:: Source extract

The second round starts with a connected segment and three new nodes as illustrated in Figure 4d. The new BNs are circled in green. $I{N}_4$ is not one of them, as it is slightly inside the orange rectangle. In this round, ${\mathcal{L}}_1=I{N}_1$ will place a RN after finding no other neighbor than $I{N}_0$, and so will ${\mathcal{L}}_2$. ${\mathcal{L}}_3$ will connect with $I{N}_4$ and as the former will be farther from the barycenter ${\mathcal{S}}_3$ will be marked as connected. Similarly for ${\mathcal{L}}_6$, it will connect with the new ${\mathcal{L}}_1$ and its segment will be marked as connected. Thus, by the end of the second round $\mathcal{C}=\{\mathrm{0,3,6}\}$ and the third round will start with the structure shown in Figure 4e.

In the third round, only ${\mathcal{L}}_1$ and ${\mathcal{L}}_4=I{N}_4$ will be considered first. However, ${\mathcal{L}}_1$ will see ${\mathcal{L}}_2$ as a neighbor and its segment will be marked as connected leaving ${\mathcal{L}}_4$ alone. The realignment functions are applied to both ${\mathcal{S}}_1$ and ${\mathcal{S}}_2$, but only ${\bar{\mathcal{S}}}_2$ has enough elements for the functions to modify its content. The realignment can be seen by comparing Figures 4e, f. ${\mathcal{L}}_4$ being alone, in this round there is no eligible node for RN placement. Furthermore, the short range of $I{N}_5$, prevents $I{N}_4$ from connecting with it.

The fourth round starts with the same set of $\mathcal{L}$ as the previous one, but with ${\mathcal{S}}_1$ being connected, the BNs and the eligible nodes are different. ${\mathcal{L}}_2$ will place the final RN on the barycenter because $d({\mathcal{L}}_2,G)<r_{\mathit{min}}$ and all other eligible nodes will see it as neighbor. In its turn, ${\mathcal{L}}_5$ will be marked as connected as it finds ${\mathcal{L}}_2$ as neighbor and closer to $G$. The set of connected segments is now $\mathcal{C}=\{\mathrm{0,1,3,4,5,6}\}$. Therefore, the condition of $|\mathcal{C}|=N-1$ is met, and the algorithm returns the set containing all the nodes in the network.

::::
:: Material supplied

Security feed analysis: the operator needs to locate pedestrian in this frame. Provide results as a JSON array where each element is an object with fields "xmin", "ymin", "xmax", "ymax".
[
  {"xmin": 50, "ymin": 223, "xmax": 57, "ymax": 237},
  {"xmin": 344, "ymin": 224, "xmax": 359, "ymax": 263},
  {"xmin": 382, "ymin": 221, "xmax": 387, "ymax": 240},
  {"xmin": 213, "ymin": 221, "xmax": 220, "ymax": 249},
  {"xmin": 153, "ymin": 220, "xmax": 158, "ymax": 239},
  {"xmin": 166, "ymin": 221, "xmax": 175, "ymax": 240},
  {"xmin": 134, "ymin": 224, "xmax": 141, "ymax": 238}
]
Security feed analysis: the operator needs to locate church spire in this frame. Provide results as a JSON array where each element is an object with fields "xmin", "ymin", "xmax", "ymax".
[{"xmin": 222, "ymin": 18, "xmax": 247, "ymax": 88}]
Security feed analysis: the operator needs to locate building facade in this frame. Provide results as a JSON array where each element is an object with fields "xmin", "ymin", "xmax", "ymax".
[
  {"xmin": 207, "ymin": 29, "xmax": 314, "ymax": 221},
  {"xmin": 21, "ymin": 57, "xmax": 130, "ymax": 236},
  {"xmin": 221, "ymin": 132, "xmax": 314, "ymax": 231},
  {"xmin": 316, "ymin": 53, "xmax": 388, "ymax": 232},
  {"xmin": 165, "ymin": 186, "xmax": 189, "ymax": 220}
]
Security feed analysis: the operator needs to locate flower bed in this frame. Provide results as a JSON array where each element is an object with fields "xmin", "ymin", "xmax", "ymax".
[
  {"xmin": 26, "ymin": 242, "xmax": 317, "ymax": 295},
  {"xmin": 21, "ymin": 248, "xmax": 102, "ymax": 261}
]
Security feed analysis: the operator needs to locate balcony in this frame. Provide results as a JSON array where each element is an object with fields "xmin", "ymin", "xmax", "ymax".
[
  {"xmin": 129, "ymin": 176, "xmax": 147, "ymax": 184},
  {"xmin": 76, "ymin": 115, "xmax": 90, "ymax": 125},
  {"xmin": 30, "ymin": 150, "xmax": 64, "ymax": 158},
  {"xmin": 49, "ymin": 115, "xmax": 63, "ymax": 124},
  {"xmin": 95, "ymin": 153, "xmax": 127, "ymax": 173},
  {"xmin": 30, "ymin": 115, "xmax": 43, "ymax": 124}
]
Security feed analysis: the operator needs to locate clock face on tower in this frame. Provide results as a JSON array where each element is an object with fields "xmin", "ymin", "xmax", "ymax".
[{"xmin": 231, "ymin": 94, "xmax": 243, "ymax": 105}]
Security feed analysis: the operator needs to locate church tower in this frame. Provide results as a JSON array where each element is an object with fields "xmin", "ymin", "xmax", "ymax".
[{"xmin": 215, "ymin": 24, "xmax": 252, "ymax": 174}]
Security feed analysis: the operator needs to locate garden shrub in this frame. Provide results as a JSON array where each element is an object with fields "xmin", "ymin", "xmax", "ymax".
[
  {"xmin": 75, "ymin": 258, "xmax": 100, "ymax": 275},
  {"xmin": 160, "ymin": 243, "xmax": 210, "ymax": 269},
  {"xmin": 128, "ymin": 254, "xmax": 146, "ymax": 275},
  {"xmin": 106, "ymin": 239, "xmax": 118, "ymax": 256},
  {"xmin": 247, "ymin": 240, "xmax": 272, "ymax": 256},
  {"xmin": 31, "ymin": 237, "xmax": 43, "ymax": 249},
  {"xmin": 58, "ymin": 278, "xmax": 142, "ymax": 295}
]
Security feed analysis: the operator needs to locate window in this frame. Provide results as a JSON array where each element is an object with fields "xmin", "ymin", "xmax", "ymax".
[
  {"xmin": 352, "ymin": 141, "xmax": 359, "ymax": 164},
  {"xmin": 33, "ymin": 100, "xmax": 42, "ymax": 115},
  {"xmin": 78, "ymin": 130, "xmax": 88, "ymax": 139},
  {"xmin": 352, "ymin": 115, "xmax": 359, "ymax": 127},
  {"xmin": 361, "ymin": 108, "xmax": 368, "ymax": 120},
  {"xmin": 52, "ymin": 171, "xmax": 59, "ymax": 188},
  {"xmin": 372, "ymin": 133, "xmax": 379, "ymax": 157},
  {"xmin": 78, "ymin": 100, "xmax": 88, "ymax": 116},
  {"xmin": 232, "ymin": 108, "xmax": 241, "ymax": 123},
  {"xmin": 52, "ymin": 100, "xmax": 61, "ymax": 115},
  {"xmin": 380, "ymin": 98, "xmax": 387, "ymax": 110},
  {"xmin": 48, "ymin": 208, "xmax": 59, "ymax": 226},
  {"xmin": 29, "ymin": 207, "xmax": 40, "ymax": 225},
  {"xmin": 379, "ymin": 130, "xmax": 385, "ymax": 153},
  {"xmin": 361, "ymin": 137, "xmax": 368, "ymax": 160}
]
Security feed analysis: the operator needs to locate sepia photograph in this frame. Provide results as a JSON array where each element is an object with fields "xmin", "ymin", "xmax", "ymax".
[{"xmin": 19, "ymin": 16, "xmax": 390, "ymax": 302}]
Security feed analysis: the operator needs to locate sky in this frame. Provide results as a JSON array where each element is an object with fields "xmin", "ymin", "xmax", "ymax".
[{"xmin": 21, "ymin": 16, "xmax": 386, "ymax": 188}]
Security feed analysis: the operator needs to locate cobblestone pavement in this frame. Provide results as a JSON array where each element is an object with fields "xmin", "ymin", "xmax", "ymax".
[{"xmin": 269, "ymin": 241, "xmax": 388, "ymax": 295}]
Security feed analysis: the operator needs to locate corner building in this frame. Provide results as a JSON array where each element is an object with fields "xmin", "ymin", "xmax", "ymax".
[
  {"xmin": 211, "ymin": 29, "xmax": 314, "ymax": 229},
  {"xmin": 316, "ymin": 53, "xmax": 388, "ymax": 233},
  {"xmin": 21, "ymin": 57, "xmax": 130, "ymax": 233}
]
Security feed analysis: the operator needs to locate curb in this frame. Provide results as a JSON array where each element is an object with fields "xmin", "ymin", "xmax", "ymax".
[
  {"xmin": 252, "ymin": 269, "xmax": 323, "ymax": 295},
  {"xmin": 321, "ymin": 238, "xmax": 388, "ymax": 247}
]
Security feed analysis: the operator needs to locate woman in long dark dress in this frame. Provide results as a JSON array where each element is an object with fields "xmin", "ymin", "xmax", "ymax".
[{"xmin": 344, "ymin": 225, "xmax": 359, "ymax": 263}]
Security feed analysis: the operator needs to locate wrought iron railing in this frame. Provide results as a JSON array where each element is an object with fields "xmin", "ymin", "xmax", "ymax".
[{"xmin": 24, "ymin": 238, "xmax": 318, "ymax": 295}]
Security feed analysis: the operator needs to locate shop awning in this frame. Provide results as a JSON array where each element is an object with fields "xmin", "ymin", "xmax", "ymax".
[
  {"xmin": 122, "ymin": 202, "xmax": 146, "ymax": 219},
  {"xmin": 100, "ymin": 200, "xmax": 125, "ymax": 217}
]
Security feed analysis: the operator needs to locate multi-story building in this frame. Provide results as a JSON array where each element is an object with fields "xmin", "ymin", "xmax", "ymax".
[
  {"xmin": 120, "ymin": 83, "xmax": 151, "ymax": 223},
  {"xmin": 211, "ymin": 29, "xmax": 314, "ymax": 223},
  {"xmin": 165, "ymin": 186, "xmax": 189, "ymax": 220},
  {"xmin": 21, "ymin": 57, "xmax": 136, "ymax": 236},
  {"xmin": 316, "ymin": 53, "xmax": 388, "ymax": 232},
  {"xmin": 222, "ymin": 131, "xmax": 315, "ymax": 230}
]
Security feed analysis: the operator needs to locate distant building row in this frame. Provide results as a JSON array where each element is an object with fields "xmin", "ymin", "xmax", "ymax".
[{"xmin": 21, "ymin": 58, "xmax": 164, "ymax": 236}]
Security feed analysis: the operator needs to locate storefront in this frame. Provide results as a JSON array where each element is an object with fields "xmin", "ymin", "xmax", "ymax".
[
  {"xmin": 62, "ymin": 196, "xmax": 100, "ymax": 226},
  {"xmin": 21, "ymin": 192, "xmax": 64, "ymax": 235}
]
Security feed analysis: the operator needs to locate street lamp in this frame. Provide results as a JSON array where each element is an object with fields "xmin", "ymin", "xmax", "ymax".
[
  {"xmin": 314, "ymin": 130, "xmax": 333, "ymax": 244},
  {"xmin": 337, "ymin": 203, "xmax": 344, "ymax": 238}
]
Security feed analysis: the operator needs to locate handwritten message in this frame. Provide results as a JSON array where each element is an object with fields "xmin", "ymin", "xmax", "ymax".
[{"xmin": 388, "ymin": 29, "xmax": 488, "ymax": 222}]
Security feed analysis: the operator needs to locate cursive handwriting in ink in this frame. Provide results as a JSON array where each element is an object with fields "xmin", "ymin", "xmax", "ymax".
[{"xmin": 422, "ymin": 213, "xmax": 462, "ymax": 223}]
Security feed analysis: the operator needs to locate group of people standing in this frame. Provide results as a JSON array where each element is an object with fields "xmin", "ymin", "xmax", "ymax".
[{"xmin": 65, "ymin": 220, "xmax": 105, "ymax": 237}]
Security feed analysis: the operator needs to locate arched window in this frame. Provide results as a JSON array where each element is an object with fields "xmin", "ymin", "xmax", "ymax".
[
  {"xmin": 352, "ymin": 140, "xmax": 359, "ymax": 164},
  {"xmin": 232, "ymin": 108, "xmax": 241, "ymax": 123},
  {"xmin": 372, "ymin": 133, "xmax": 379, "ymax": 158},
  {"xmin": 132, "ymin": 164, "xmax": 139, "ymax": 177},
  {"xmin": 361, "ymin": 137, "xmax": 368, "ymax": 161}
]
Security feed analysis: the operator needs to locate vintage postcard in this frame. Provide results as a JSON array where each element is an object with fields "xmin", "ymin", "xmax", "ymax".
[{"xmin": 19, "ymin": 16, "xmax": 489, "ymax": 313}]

::::

In the algorithm walkthrough, what does the algorithm return once the condition |C| = N−1 is met?

The set containing all the nodes in the network.